[To do]
In the records below, locate the line containing "A teaching note to the class: indicate the green leaf", then extract it and all following lines exactly, ending with the last line.

Lines of data

____________

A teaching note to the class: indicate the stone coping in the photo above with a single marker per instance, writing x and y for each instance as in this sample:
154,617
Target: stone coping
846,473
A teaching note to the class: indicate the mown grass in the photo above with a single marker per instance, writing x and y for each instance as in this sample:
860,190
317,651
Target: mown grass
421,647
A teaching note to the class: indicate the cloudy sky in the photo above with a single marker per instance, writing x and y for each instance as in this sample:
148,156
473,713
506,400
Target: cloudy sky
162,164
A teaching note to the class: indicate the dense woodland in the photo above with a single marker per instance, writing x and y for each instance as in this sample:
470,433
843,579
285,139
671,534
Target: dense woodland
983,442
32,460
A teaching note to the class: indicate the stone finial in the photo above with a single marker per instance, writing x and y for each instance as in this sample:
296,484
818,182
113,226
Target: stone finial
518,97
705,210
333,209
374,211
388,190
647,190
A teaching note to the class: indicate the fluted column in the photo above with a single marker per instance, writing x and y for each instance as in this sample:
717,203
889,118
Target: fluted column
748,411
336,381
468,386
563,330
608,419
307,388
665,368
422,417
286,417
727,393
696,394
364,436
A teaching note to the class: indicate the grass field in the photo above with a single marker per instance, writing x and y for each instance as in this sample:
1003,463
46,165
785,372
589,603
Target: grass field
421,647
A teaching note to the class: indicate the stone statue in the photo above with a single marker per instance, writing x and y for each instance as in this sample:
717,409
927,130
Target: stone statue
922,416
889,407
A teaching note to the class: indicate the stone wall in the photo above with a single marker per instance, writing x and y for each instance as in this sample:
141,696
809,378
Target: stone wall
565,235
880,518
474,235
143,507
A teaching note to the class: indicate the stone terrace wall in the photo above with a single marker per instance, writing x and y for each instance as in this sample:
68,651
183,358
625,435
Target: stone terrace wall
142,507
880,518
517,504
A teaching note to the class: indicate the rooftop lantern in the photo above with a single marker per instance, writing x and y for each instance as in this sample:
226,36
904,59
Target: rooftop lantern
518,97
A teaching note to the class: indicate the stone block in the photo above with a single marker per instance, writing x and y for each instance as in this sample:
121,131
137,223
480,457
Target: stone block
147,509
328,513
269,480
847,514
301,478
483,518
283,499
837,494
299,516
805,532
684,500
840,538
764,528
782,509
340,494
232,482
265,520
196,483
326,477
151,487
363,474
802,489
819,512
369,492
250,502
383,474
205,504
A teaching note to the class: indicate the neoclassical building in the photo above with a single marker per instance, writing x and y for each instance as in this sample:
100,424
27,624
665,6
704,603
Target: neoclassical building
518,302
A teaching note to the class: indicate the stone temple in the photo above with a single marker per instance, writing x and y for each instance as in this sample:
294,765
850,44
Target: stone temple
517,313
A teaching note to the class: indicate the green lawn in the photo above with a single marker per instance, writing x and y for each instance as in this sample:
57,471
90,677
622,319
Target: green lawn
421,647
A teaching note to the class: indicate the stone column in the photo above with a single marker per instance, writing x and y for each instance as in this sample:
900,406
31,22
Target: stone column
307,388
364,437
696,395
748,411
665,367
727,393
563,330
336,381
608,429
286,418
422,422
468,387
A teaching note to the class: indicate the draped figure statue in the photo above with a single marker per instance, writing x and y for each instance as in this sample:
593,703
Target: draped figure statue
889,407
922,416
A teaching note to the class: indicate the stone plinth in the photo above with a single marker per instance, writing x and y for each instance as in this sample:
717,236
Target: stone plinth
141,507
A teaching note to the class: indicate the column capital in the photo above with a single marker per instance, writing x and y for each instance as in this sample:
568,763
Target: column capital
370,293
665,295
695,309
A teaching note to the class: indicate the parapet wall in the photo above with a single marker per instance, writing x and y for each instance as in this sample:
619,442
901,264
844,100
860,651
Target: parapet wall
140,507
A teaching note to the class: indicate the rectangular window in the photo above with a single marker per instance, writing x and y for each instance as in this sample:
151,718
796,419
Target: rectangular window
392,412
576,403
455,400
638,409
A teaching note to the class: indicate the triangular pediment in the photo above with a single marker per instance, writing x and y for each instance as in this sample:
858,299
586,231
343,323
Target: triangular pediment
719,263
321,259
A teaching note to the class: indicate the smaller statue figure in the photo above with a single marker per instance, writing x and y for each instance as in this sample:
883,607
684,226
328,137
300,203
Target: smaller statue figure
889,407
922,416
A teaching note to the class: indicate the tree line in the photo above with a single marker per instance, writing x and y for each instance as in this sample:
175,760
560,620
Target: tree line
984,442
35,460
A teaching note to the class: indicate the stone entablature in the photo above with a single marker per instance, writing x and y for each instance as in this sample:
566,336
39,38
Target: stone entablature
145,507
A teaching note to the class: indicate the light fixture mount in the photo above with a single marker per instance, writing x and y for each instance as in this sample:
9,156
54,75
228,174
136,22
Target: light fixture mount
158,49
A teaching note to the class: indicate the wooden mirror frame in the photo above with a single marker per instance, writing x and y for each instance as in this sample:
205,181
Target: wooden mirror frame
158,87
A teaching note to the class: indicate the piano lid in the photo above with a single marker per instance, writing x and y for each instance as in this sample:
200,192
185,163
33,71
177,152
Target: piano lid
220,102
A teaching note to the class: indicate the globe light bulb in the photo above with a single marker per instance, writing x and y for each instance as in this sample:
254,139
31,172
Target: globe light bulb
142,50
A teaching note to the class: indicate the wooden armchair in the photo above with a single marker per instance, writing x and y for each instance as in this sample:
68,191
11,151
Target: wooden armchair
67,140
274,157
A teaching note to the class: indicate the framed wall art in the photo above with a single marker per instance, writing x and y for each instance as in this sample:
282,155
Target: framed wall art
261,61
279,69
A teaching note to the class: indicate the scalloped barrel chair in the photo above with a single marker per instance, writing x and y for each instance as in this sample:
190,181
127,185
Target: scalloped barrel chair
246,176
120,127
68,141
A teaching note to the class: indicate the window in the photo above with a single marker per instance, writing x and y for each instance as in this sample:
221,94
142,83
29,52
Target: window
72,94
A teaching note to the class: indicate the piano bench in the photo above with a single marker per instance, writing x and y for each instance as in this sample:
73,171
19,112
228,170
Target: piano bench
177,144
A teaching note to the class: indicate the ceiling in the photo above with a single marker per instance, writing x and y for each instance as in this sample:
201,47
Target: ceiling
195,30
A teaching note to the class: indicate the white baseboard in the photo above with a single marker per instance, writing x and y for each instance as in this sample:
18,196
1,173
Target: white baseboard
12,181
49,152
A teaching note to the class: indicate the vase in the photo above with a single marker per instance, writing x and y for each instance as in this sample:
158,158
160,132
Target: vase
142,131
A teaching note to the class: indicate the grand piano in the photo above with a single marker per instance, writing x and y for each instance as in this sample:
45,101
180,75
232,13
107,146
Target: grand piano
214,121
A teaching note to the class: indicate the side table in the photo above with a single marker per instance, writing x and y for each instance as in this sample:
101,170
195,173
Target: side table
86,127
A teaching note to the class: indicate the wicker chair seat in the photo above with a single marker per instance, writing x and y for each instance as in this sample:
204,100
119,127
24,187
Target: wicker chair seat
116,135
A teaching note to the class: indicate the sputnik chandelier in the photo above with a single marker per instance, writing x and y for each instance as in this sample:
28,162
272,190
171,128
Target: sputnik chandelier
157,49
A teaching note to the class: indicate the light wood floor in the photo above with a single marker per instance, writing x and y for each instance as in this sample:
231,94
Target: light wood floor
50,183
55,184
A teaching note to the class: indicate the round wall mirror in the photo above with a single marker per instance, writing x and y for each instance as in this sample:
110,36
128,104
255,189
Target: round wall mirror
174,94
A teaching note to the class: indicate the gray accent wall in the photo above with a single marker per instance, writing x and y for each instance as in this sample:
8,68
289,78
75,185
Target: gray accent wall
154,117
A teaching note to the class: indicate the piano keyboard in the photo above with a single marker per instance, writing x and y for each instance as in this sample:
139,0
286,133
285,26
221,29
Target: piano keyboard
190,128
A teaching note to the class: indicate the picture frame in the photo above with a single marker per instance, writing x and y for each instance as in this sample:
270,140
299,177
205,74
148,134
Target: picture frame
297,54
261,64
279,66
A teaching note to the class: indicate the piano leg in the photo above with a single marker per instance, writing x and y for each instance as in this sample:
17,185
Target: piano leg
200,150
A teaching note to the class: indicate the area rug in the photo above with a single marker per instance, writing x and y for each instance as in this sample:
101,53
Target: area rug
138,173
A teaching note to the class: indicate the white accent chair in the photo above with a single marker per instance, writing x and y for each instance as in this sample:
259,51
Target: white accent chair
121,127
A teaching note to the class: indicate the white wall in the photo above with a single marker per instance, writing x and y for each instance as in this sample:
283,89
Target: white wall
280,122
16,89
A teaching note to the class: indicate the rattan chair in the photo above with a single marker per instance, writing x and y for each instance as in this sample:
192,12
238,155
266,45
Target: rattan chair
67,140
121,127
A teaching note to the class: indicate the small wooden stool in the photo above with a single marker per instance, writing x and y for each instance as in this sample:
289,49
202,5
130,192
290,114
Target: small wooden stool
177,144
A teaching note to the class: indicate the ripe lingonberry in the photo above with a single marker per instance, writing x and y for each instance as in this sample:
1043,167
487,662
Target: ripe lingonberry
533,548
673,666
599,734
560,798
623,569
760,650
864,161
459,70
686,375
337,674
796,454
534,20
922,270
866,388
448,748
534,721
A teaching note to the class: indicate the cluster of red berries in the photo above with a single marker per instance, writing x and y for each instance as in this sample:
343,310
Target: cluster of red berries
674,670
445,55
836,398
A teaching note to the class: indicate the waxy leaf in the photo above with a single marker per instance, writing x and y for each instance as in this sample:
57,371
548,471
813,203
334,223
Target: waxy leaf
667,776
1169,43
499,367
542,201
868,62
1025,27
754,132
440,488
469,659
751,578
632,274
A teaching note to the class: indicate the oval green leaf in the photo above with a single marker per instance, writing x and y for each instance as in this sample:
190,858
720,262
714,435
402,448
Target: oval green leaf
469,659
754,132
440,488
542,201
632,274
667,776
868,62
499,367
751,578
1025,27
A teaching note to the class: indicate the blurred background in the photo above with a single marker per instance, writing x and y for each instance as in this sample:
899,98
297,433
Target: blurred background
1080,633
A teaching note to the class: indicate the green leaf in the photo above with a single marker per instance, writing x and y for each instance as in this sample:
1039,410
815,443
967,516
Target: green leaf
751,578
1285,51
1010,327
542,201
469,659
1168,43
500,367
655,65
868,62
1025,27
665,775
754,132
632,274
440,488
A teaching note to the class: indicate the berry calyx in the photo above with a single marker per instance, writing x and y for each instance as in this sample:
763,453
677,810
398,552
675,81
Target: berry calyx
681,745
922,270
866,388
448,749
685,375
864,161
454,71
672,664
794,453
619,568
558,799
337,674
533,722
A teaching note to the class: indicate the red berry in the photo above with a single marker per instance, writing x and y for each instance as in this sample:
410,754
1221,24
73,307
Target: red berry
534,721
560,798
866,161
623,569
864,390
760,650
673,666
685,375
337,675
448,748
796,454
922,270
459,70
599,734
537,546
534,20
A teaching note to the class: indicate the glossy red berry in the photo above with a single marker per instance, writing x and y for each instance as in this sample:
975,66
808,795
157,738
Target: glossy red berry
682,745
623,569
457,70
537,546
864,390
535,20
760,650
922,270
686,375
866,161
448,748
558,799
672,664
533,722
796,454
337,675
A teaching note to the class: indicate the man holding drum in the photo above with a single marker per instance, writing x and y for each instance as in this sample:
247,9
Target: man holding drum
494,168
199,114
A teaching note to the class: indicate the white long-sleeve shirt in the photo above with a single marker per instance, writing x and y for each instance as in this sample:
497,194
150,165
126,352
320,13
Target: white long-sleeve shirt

____________

[Output of the exercise]
A teaching note to the class: indicate the green leaf in the photo above with a single marker per instance, writing x and y for each instance as in this sample:
1039,410
815,443
967,516
Target: green leaf
751,578
1285,51
1010,327
542,201
469,659
1168,43
500,367
655,65
868,62
1025,27
665,775
754,132
632,274
440,488
A teaching note to the class: indicate the berry calyx in the photo above with a single marker per instance, writing x and y for each instance as in this sample:
763,453
677,810
398,552
675,81
Target: berry calyx
681,745
922,270
866,388
448,749
685,375
864,161
454,71
672,664
794,453
619,568
558,799
337,674
533,722
A teaching note to the class: indicate the red berry in the photo above with a single marker per instance, writing x and y for each instance as in this sample:
410,754
1221,24
73,307
Target: red berry
534,721
560,798
866,161
623,569
864,390
760,650
673,666
685,375
337,675
448,748
796,454
922,270
459,70
599,734
537,546
534,20
A teaching note to the class: indicate the glossy red berry in the photo above with a single marker per instance, writing x and y for each instance as in this sample:
975,66
808,795
157,738
Target: glossy red berry
682,745
623,569
457,70
537,546
864,390
535,20
760,650
922,270
686,375
866,161
448,748
558,799
672,664
533,722
796,454
337,675
A teaching note to the class: indicate the man holding drum in the photo above with a single marker per instance, writing x and y for each instance as in this sample:
247,9
Target: man holding drum
494,168
199,114
A teaching note to the class: indicate the white long-sleeve shirt in the photo above with a single marker per instance, writing x and y for each instance as in this sample:
497,194
150,165
126,352
320,13
Target: white long-sleeve shirt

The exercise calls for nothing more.